With the line containing "house in this photo" as the start and the line containing "lol ok ignore the mess but can u find the front" as the end, transcribe that span of the entries below exactly, including both.

[Data provided — start]

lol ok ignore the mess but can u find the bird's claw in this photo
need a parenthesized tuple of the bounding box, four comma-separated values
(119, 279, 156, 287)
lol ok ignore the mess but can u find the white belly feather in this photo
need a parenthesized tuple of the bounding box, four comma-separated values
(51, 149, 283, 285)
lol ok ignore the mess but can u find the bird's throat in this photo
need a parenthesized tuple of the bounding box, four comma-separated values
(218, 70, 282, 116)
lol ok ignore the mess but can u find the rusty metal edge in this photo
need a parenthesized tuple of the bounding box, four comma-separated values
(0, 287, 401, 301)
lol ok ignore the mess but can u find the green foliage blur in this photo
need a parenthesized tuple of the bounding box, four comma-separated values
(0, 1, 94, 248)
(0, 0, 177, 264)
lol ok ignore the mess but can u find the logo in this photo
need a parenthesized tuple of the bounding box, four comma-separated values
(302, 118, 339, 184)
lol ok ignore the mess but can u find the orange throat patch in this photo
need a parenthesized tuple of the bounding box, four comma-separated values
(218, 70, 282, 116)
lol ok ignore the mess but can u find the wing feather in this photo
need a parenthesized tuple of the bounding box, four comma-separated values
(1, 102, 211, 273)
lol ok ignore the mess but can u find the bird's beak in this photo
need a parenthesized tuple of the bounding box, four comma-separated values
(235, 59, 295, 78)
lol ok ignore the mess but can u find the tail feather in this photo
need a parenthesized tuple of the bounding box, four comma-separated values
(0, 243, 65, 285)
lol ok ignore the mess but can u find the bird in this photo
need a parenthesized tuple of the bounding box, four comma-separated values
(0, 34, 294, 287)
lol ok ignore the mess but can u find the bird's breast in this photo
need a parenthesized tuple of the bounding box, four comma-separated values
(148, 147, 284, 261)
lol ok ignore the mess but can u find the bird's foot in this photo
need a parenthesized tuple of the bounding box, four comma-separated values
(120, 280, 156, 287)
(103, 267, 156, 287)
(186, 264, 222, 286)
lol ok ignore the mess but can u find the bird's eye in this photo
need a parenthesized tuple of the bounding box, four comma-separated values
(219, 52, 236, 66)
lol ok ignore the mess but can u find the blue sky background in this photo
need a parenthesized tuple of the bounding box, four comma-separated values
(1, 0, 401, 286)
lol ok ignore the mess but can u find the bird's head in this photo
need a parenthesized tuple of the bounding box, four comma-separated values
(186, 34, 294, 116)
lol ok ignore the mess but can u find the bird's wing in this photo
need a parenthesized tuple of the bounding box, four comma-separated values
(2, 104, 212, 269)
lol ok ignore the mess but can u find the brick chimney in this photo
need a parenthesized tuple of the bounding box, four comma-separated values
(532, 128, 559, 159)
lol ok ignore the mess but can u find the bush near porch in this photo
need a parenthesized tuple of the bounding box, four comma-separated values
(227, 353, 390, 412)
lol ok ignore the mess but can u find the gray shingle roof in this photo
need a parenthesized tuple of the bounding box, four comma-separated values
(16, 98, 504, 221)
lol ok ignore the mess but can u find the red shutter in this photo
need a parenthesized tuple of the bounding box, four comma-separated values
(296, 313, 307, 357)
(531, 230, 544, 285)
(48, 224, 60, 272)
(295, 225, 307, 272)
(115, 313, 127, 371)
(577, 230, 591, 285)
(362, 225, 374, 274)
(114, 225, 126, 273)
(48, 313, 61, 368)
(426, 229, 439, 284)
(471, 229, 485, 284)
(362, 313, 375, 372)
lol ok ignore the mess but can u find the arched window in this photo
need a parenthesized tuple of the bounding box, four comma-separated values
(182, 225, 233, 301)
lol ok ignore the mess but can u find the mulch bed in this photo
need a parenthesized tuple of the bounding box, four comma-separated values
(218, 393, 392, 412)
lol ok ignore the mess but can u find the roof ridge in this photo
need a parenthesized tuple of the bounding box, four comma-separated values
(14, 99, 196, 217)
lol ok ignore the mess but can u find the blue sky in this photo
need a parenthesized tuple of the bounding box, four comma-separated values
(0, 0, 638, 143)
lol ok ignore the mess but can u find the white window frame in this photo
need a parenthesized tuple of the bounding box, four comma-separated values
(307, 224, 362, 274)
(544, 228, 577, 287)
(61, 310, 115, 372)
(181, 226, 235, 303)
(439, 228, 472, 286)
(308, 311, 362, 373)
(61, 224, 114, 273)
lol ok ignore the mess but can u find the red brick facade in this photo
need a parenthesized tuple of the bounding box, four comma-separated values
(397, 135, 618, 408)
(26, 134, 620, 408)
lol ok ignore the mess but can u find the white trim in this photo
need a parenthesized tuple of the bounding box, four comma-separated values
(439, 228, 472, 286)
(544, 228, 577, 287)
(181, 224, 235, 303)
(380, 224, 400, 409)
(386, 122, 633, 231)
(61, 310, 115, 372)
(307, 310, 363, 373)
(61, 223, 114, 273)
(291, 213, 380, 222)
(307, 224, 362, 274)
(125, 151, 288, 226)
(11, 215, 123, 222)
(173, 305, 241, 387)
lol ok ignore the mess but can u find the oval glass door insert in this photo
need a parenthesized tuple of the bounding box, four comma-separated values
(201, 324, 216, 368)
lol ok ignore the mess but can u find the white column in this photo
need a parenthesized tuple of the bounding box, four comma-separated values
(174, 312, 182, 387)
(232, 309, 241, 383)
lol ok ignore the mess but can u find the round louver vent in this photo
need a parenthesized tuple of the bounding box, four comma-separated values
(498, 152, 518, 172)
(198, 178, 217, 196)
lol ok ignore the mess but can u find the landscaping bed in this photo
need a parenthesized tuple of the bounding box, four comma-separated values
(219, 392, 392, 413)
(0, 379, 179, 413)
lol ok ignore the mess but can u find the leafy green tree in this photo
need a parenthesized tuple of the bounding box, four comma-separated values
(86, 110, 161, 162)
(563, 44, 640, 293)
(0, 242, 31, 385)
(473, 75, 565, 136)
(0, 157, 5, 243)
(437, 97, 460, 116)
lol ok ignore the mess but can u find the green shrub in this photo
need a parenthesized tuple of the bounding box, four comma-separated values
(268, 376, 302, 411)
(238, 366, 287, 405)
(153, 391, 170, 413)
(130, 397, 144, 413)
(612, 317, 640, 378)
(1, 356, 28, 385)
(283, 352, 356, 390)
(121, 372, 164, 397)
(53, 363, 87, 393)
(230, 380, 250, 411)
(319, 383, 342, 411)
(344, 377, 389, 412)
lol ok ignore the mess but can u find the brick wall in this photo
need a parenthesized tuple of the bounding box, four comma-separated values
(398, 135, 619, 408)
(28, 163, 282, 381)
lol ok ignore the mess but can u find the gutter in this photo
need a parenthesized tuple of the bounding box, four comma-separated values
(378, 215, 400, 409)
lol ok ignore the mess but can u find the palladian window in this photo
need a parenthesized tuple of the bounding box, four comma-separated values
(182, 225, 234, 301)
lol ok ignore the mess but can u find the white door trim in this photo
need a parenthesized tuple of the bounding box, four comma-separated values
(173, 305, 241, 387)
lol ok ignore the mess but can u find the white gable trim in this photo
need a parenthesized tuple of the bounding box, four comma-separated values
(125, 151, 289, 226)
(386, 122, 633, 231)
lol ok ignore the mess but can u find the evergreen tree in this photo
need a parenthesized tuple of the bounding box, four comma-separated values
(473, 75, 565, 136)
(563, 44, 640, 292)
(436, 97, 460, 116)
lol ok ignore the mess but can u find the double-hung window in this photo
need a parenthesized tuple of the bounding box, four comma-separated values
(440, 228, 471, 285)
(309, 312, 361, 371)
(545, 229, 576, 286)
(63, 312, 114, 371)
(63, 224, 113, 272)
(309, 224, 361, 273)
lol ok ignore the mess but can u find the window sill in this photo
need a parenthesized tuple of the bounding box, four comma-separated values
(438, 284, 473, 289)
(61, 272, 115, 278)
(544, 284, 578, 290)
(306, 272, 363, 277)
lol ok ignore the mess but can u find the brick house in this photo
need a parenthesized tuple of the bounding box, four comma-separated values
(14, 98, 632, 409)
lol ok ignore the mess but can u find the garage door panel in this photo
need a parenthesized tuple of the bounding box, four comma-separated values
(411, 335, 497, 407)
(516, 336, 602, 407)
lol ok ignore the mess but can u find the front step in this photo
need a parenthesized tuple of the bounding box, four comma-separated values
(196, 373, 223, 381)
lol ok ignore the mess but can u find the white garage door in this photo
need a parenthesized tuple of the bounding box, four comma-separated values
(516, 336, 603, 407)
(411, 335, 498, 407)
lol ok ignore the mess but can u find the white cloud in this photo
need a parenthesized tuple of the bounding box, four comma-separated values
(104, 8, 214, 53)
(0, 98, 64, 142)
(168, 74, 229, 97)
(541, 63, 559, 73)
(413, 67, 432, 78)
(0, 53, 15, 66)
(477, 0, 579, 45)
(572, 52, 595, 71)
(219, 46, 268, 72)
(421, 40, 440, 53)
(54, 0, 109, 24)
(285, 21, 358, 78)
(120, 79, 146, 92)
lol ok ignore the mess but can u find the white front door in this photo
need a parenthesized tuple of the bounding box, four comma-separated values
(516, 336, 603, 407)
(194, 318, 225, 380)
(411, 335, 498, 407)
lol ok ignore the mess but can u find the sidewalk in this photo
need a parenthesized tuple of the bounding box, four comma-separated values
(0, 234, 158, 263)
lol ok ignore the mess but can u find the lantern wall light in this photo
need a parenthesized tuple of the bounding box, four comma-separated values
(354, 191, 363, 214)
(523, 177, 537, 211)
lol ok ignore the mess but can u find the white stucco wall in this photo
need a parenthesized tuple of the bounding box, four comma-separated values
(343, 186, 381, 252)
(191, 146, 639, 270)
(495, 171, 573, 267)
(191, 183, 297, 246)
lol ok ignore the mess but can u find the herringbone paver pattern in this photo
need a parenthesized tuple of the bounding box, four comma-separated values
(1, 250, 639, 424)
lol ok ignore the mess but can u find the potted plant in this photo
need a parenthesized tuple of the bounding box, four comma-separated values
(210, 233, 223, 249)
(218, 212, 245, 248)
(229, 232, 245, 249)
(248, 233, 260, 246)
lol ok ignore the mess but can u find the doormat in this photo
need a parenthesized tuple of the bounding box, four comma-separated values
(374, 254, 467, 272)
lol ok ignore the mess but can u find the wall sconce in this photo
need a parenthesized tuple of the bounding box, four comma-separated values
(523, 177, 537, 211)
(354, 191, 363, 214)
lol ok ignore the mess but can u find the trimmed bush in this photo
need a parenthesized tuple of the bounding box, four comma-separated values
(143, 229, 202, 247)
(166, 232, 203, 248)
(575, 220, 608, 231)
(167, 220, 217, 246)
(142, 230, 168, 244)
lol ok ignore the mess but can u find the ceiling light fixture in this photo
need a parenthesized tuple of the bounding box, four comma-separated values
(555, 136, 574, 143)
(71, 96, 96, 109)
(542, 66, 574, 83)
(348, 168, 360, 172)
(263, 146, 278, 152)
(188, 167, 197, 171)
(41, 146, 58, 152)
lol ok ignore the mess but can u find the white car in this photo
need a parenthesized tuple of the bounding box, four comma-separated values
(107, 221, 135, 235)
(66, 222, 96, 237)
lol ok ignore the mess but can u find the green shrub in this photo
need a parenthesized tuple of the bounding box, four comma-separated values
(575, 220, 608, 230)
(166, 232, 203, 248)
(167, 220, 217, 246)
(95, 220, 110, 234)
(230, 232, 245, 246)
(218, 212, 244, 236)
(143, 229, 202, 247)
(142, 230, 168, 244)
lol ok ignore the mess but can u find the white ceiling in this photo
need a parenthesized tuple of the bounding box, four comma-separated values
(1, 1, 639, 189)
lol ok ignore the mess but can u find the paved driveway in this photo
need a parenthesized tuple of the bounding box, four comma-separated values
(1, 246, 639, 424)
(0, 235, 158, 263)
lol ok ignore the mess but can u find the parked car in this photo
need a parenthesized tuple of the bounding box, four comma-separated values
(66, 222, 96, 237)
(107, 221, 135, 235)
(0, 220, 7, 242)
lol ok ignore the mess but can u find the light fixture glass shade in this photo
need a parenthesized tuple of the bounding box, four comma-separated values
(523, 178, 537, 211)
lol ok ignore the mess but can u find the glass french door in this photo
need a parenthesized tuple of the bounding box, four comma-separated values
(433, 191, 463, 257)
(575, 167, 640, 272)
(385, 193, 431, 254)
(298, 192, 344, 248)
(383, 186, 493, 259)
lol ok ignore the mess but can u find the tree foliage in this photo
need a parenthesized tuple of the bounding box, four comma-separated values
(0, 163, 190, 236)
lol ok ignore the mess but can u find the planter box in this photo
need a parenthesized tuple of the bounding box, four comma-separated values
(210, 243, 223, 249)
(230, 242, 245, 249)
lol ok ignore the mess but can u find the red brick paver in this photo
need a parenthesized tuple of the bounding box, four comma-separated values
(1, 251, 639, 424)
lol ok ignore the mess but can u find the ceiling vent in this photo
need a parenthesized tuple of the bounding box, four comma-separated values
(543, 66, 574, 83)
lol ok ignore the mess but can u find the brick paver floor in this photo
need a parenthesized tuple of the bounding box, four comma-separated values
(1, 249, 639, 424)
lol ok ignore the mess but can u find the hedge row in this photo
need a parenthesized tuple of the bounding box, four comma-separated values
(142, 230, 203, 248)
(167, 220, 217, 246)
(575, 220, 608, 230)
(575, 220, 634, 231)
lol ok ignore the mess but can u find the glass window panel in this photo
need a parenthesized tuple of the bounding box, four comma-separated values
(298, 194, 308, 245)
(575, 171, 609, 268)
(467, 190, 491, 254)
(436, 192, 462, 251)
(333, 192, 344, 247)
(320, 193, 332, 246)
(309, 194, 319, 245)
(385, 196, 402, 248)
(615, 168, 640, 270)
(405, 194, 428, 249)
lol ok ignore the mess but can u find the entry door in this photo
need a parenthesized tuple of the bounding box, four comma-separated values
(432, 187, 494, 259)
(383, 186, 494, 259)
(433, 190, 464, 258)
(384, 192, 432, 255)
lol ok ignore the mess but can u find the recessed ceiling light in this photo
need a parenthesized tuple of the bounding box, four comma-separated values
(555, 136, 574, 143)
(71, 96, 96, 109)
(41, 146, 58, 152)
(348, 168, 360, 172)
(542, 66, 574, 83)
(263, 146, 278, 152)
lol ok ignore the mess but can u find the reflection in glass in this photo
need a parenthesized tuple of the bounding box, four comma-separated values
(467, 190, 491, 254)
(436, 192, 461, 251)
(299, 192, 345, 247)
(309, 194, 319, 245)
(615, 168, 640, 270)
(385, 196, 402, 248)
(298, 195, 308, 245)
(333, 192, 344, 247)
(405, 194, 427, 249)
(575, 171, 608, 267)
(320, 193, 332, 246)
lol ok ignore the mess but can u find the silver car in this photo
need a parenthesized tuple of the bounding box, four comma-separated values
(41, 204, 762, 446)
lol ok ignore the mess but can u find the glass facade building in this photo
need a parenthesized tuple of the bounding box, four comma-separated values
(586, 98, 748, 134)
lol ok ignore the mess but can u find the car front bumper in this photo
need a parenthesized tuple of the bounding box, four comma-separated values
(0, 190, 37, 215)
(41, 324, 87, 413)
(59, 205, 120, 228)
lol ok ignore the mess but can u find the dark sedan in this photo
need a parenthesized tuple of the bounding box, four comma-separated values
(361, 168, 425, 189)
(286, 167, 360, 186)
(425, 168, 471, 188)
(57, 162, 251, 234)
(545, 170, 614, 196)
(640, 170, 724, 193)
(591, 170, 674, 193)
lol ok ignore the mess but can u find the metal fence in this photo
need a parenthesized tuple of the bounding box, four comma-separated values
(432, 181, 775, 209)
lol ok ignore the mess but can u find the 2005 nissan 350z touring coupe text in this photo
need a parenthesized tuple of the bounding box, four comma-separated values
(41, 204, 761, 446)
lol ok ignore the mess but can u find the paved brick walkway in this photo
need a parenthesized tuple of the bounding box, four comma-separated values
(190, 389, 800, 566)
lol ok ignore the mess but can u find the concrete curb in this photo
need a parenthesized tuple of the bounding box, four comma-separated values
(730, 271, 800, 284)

[Data provided — finish]

Task response:
lol ok ignore the mess but can u find the brick house in this photo
need a parenthesized tuple of the bounding box, four comma-separated values
(14, 98, 632, 409)
lol ok ignore the mess but can u find the garage door panel in this photo
need a parenthesized tuple of the bounding box, four comma-separated values
(411, 335, 497, 407)
(516, 336, 602, 407)
lol ok ignore the mess but can u find the front step in this photo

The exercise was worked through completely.